● **Objective**
Collect every line of the records that contains the word "appreciated" and reproduce each one in full.
>>>
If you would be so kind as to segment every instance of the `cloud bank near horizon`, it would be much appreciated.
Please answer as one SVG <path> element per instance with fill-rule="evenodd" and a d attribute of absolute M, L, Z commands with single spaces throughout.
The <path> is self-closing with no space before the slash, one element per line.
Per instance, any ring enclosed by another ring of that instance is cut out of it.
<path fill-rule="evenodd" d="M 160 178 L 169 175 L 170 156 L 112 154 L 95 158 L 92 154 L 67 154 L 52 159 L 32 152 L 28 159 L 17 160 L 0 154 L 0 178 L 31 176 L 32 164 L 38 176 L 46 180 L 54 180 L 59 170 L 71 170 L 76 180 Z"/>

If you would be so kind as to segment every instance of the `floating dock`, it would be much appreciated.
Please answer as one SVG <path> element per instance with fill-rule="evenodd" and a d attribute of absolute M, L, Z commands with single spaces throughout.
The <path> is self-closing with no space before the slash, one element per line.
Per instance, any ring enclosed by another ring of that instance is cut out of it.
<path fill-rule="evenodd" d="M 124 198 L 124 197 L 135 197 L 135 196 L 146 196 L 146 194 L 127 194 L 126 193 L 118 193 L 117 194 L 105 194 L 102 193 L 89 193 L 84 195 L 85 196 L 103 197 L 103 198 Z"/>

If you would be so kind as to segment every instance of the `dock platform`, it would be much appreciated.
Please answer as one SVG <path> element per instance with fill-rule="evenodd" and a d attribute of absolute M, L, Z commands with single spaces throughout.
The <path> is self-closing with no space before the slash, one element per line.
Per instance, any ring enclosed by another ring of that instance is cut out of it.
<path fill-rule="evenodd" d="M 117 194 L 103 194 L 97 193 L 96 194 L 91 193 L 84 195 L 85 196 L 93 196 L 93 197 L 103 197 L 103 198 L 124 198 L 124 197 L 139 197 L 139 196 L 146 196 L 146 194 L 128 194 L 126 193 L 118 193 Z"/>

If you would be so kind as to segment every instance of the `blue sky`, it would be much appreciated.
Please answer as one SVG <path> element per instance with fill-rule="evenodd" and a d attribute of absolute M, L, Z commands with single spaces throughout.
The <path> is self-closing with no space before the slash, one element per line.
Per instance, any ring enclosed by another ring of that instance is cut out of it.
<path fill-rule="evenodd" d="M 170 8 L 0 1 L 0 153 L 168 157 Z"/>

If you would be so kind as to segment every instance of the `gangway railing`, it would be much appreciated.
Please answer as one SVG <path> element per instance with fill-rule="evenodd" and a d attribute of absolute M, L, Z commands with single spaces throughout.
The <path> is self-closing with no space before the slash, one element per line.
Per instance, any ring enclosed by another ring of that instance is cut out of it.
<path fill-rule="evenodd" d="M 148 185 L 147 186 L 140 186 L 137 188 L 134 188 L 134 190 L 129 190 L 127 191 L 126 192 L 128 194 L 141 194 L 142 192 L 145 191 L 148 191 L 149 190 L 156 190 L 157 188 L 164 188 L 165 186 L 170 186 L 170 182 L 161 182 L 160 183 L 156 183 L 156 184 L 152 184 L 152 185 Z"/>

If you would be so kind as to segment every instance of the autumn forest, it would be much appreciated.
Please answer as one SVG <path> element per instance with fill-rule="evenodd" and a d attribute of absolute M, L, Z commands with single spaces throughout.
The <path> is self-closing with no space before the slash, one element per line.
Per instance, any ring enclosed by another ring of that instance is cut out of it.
<<<
● **Exercise response**
If you would be so kind as to segment every instance of the `cloud bank near horizon`, it would be much appreciated.
If you would be so kind as to segment every instance of the `floating dock`, it would be much appreciated.
If you would be so kind as to segment every instance of the `dock platform`, it would be much appreciated.
If you would be so kind as to segment every instance of the `blue sky`, it would be much appreciated.
If you would be so kind as to segment every instance of the `gangway railing`, it would be much appreciated.
If you would be so kind as to segment every instance of the autumn forest, it would be much appreciated.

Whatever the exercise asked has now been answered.